EXTRACTED TEXT:
---+---
The Mission – April 2011

An Open Window to a New Life
A young mother of two young children endured years of verbal and physical abuse – until you gave her a second chance.
For years, Maria could only dream of peace and open windows. The man she lived with, fueled by drugs and alcohol, beat and berated her mercilessly. And he kept her nearly imprisoned in her own home. He was convinced an open window meant she was letting in other men – and he’d beat her again.
She begged her family for refuge. No one helped. She begged his family for help. They told her, “You have to go through a lot to make a relationship work.” Finally, in 2008, she had enough. She took her six-year-old son, Ricky, and one-year-old daughter, Cindy, and secretly moved into an apartment without telling anyone where she lived.
“But somehow he found us,” Maria recalls. “He was drunk and started beating me up in front of the kids. He slapped me against the wall and the toilet and whatever he could use to hurt me. Then he started choking me. “He threw me on the floor and I thought he was going to kill me.” Fortunately, the police arrived in time to save her. They encouraged her to leave the apartment and find someplace safe where she could stay and get long-term help. That’s when she turned to Hope Gardens Family Center.
Hope Gardens is a transitional housing and residential facility, in the foothills of the San Gabriel Mountains, that provides a safe environment and the long-term help moms and children experiencing homelessness need to get a fresh start.
“When we came to Hope Gardens, you should have heard my kids,” Maria says. “My son said, “Thank you, God! Thank you, God!” and my daughter said, “This is happiness, Mommy!” we felt safe. What else can you ask for?”
Since arriving at Hope Gardens, Maria has poured herself into classes about co-dependence, parenting, domestic violence, as well as individual therapy and Bible studies. Hope Gardens has given Maria and her children safety, the chance to heal and hope for their future.
“Hope Gardens isn’t a shelter,” she insists. “My kids call it home. Everyone cares about us here and they treat us like family. I want all the donors to know they put smiles on my children’s faces. They have given me the chance to keep my children safe and for me to become a better person. How wonderful can that be? I am so thankful.” And every day Maria opens her windows and listens to the wind blowing through the trees.
Return of the Prodigal Mom
When drugs and alcohol led Debra to walk away from her 10-year-old daughter, would she ever get a second chance?
Even at the age of 22, Debra was ill-prepared for motherhood. She could barely read or write, she never knew her father, her mother hated her, and she had no friends.
---+---
STORED DATA:

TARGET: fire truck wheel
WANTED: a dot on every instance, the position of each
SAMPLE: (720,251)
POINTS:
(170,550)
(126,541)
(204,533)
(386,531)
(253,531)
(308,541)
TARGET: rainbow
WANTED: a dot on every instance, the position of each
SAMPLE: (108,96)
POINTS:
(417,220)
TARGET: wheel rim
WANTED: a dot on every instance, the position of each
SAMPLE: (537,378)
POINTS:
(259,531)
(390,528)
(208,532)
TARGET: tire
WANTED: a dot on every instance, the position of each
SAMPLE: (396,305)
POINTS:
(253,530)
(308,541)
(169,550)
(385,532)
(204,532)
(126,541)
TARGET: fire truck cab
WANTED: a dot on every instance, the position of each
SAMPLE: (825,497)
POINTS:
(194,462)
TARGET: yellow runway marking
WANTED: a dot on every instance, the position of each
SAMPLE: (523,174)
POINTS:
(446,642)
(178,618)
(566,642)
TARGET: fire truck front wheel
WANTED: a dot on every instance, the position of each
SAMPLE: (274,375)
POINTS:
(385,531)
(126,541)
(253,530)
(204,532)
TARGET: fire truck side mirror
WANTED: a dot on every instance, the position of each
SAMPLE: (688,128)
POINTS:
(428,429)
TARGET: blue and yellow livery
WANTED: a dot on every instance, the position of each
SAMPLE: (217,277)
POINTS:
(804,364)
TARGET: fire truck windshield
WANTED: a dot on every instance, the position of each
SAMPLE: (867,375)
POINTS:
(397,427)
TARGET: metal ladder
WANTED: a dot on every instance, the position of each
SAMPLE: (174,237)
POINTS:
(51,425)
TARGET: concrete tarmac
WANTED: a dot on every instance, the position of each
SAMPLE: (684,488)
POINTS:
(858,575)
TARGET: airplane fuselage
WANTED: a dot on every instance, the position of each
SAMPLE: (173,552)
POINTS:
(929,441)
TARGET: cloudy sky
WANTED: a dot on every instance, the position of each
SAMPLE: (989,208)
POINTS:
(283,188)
---+---
WHAT YOU SHOULD DO: Could you reproduce the passage of the April 2011 newsletter above, starting at "For years, Maria" and ending at "beat her again."?

WRITTEN ANSWER:
For years, Maria could only dream of peace and open windows. The man she lived with, fueled by drugs and alcohol, beat and berated her mercilessly. And he kept her nearly imprisoned in her own home. He was convinced an open window meant she was letting in other men – and he’d beat her again.